Document text
____________________

Coordinate exclusive access to resources across multiple service instances.

| Rule | File | Key Pattern |
|------|------|-------------|
| Redis & Redlock | `${CLAUDE_SKILL_DIR}/rules/locks-redis-redlock.md` | Lua scripts, SET NX, multi-node quorum |
| PostgreSQL Advisory | `${CLAUDE_SKILL_DIR}/rules/locks-postgres-advisory.md` | Session/transaction locks, lock ID strategies |
| Fencing Tokens | `${CLAUDE_SKILL_DIR}/rules/locks-fencing-tokens.md` | Owner validation, TTL, heartbeat extension |

## Resilience

Production-grade fault tolerance for distributed systems.

| Rule | File | Key Pattern |
|------|------|-------------|
| Circuit Breaker | `${CLAUDE_SKILL_DIR}/rules/resilience-circuit-breaker.md` | CLOSED/OPEN/HALF_OPEN states, sliding window |
| Retry & Backoff | `${CLAUDE_SKILL_DIR}/rules/resilience-retry-backoff.md` | Exponential backoff, jitter, error classification |
| Bulkhead Isolation | `${CLAUDE_SKILL_DIR}/rules/resilience-bulkhead.md` | Semaphore tiers, rejection policies, queue depth |

## Idempotency

Ensure operations can be safely retried without unintended side effects.

| Rule | File | Key Pattern |
|------|------|-------------|
| Idempotency Keys | `${CLAUDE_SKILL_DIR}/rules/idempotency-keys.md` | Deterministic hashing, Stripe-style headers |
| Request Dedup | `${CLAUDE_SKILL_DIR}/rules/idempotency-dedup.md` | Event consumer dedup, Redis + DB dual layer |
| Database-Backed | `${CLAUDE_SKILL_DIR}/rules/idempotency-database.md` | Unique constraints, upsert, TTL cleanup |

## Rate Limiting

Protect APIs with distributed rate limiting using Redis.

____________________

Data listing

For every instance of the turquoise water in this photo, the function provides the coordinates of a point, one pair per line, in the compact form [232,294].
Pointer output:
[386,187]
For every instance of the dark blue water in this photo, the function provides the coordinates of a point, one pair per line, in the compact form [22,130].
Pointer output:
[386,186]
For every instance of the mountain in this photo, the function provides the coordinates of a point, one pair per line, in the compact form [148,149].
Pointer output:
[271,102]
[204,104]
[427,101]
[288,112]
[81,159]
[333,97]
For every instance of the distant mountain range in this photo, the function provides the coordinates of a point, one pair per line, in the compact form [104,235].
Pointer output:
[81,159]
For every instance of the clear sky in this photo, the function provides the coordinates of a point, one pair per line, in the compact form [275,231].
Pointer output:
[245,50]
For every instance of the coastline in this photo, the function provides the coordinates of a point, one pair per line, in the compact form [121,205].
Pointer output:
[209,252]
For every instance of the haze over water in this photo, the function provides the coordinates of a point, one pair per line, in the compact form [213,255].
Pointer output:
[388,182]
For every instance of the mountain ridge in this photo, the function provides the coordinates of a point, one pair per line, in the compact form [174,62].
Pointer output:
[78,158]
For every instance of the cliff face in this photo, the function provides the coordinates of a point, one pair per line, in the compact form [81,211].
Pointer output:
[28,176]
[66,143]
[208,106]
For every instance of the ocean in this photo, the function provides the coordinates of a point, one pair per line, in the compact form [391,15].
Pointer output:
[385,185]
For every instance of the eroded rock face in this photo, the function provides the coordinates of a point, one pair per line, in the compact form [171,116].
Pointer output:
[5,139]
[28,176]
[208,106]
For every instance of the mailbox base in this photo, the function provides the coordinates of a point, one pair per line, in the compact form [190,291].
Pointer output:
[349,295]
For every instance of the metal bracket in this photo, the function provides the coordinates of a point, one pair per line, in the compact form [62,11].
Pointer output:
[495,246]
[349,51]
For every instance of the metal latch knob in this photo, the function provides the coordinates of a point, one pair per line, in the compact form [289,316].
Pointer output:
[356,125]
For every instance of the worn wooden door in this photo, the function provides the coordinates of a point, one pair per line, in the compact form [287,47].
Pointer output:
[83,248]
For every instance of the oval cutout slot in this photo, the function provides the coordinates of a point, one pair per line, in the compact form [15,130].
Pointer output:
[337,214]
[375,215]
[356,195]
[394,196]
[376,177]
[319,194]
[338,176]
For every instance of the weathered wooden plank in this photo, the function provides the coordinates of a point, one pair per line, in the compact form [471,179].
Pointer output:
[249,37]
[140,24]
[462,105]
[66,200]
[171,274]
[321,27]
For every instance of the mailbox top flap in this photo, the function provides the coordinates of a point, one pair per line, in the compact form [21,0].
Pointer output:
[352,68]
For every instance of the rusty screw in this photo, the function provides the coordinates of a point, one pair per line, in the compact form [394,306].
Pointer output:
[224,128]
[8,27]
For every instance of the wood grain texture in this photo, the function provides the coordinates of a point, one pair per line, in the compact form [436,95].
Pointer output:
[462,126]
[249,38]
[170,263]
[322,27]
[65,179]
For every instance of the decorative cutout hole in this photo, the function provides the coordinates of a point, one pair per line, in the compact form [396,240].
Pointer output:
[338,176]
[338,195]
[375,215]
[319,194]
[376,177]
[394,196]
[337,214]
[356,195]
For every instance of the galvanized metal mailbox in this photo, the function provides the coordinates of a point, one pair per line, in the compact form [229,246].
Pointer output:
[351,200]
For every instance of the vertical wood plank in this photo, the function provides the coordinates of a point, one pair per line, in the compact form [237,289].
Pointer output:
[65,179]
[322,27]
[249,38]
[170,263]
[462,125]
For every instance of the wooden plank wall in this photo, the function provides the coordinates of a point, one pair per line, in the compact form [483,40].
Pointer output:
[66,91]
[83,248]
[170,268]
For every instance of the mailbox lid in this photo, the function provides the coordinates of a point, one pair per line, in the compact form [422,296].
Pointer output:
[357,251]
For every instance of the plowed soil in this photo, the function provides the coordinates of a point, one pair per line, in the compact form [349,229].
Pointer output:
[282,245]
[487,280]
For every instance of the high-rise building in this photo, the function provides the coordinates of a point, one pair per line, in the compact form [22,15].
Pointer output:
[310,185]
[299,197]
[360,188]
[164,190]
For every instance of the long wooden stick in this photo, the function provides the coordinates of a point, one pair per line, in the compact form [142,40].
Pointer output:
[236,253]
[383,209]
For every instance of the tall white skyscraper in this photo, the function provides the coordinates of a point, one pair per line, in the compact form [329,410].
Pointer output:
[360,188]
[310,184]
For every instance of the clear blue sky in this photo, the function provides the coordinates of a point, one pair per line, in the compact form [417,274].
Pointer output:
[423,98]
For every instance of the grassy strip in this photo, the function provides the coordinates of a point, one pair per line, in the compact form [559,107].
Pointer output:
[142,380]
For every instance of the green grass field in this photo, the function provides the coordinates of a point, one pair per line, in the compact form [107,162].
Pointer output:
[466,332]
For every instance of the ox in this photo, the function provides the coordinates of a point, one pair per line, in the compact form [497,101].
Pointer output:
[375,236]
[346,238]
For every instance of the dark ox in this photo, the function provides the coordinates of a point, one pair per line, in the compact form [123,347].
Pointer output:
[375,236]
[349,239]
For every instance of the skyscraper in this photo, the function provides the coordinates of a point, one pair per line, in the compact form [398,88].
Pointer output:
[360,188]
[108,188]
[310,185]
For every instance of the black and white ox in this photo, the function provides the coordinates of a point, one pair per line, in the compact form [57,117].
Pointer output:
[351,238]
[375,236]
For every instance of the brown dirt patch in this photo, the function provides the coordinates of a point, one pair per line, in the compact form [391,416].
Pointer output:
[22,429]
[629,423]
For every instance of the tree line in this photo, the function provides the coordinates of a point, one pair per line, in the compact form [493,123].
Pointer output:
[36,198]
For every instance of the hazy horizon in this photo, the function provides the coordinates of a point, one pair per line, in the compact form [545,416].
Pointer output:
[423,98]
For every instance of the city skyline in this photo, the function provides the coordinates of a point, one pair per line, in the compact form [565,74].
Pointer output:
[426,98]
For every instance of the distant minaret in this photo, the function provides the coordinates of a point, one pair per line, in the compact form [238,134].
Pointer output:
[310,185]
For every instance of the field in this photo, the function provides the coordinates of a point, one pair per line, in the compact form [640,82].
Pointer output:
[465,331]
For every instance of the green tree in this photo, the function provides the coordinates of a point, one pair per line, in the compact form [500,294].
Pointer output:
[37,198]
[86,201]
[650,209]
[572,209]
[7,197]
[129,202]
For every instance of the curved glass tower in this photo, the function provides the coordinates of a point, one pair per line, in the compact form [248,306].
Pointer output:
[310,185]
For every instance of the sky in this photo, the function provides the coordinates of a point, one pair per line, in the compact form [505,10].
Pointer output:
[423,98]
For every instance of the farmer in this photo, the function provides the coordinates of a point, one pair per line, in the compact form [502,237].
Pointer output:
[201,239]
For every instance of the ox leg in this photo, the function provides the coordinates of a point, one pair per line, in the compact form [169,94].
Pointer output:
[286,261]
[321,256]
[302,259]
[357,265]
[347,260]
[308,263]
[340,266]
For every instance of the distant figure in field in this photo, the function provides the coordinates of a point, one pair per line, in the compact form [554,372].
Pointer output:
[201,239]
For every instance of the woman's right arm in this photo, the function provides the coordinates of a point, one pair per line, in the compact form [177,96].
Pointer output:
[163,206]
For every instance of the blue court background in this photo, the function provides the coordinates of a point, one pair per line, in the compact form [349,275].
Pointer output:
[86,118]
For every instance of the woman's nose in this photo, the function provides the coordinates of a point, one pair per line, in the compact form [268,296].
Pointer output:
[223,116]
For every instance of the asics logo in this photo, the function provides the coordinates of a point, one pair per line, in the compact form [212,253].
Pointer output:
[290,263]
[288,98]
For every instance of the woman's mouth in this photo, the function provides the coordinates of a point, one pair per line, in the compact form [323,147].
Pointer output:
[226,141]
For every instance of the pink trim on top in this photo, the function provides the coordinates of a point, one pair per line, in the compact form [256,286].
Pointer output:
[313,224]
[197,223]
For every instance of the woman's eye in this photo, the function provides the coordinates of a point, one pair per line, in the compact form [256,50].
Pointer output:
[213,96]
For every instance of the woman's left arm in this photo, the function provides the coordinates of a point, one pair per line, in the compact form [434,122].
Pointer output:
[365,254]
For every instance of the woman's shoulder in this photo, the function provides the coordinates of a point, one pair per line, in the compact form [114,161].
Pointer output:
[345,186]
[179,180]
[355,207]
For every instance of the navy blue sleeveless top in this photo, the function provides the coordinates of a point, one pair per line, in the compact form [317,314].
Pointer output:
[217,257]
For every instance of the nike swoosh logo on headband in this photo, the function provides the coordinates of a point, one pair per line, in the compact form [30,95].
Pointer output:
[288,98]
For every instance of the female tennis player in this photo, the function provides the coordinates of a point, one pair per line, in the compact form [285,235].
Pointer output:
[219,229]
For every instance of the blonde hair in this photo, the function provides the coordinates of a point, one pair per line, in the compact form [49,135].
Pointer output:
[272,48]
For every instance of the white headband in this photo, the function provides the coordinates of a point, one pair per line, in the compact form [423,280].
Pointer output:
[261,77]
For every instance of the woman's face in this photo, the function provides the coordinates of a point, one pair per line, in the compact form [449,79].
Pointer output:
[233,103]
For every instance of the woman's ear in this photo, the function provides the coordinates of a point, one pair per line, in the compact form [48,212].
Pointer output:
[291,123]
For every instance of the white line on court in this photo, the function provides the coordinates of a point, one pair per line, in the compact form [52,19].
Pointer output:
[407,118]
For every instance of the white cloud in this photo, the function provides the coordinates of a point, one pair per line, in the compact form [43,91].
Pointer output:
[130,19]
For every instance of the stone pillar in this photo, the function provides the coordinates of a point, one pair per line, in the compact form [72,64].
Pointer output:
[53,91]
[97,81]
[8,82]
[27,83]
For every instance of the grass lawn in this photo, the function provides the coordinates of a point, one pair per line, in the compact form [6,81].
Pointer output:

____________________

Exercise 1
Summarize the text on distributed-systems patterns in two sentences.
Exercise 2
Translate this sentence from the text on distributed-systems patterns into Spanish: "Ensure operations can be safely retried without unintended side effects."

Expected output 1
The text lists rules for coordinating exclusive access to resources across multiple service instances, covering Redis and Redlock, PostgreSQL advisory locks, and fencing tokens. It also presents rules for resilience (circuit breaker, retry and backoff, bulkhead isolation), for idempotency (idempotency keys, request deduplication, database-backed approaches), and for distributed rate limiting with Redis.

Expected output 2
Garantice que las operaciones puedan reintentarse de forma segura sin efectos secundarios no deseados.